[Data excerpts]
■ ■ ■ ■ ■

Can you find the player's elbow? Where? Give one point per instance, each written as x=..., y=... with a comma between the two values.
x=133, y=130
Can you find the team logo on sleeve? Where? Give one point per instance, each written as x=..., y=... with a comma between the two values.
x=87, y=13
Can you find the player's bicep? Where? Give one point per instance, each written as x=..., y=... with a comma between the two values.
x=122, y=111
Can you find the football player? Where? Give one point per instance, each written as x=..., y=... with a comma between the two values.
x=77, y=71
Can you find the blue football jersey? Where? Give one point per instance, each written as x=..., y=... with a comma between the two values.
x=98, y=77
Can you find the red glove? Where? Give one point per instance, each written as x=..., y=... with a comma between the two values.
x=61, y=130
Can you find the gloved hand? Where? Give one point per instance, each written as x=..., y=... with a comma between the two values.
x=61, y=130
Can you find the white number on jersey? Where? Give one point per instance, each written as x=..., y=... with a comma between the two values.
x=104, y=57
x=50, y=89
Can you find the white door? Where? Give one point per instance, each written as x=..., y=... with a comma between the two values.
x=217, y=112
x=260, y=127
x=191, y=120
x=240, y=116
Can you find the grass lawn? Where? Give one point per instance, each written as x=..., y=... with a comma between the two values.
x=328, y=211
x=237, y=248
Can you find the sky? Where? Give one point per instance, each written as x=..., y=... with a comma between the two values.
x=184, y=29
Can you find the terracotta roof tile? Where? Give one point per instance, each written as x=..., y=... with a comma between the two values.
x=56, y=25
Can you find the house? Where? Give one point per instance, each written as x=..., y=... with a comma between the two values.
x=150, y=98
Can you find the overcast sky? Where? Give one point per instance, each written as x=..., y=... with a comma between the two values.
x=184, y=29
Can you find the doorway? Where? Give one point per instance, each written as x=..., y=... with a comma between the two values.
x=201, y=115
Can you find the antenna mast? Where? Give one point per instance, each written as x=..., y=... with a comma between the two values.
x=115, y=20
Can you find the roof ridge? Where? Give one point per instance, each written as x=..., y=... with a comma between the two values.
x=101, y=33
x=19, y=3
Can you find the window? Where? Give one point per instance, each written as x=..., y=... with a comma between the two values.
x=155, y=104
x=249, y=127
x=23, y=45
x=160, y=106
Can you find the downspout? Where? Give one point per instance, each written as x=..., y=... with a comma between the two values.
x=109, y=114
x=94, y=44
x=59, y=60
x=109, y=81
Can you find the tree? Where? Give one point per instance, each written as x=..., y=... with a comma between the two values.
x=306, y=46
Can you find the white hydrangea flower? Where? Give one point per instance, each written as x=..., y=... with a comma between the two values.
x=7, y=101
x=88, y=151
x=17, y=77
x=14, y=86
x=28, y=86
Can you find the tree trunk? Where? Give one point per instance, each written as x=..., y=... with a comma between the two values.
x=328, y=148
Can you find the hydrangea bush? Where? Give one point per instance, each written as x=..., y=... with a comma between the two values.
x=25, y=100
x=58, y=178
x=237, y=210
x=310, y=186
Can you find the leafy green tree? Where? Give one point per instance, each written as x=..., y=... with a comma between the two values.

■ ■ ■ ■ ■

### Task
Write the data out again in full and exactly.

### Result
Can you find the player's elbow? Where? Give one point per instance, each written as x=..., y=... with a comma between the two values.
x=133, y=130
Can you find the team logo on sleeve? Where? Give one point per instance, each written as x=..., y=... with a comma between the two values.
x=87, y=13
Can you find the player's bicep? Where? Give one point per instance, each written as x=..., y=... with a comma between the two values.
x=122, y=111
Can you find the football player? Where? Give one point per instance, each written as x=..., y=... with a comma between the two values.
x=77, y=71
Can you find the blue football jersey? Where? Give one point per instance, each written as x=..., y=... with a comma between the two values.
x=98, y=77
Can you find the red glove? Where? Give one point per instance, each written as x=..., y=... with a comma between the two values.
x=61, y=130
Can you find the gloved hand? Where? Give one point per instance, each written as x=..., y=... with a comma between the two values.
x=61, y=130
Can you find the white number on jersey? Where? Give one point per instance, each written as x=..., y=... with a comma between the two values.
x=104, y=57
x=50, y=89
Can you find the white door? Where? Give one point per instance, each written as x=..., y=... with a comma between the two values.
x=217, y=112
x=260, y=127
x=191, y=120
x=240, y=116
Can you find the grass lawn? Where? Give one point per instance, each written as x=..., y=... with a comma between the two values.
x=328, y=211
x=237, y=248
Can you find the sky? Where? Give one point per instance, each written as x=..., y=... with a comma between the two values.
x=184, y=29
Can you find the terracotta roof tile? Where? Give one point per instance, each written as x=..., y=... with a comma between the two values.
x=56, y=25
Can you find the house? Where? Give one point per instance, each written as x=..., y=... with a comma between the two values.
x=150, y=98
Can you find the overcast sky? Where? Give one point per instance, each written as x=..., y=... with a comma between the two values.
x=184, y=29
Can you find the doorway? Where? Give one point per instance, each written as x=..., y=... with a comma between the two values.
x=201, y=115
Can you find the antenna mast? Where? Give one point per instance, each written as x=..., y=... with a comma between the two values.
x=115, y=20
Can you find the roof ridge? Where? Give one point per instance, each written as x=..., y=... with a comma between the two values.
x=101, y=33
x=19, y=3
Can you find the window? Where? Give one point per instance, each written as x=..., y=... with a comma between the two values.
x=155, y=104
x=249, y=127
x=23, y=45
x=160, y=106
Can you find the downspout? Where? Give one point per instance, each written as x=..., y=... with a comma between the two values.
x=109, y=114
x=94, y=44
x=59, y=60
x=109, y=81
Can you find the tree? Where? Give one point per instance, each written as x=..., y=... with a comma between the two values.
x=306, y=46
Can you find the white hydrangea flower? Where? Give one point per instance, each written as x=..., y=... with a comma between the two values.
x=7, y=101
x=88, y=151
x=17, y=77
x=14, y=86
x=28, y=86
Can you find the tree trunk? Where? Give one point per instance, each written as x=..., y=... with a comma between the two values.
x=328, y=148
Can you find the hydrangea bush? Where? Give one point per instance, each written as x=..., y=... with a comma between the two values.
x=25, y=100
x=58, y=178
x=237, y=210
x=310, y=186
Can you find the leafy green tree? Where? Give one point per instance, each written as x=..., y=... with a comma between the two values.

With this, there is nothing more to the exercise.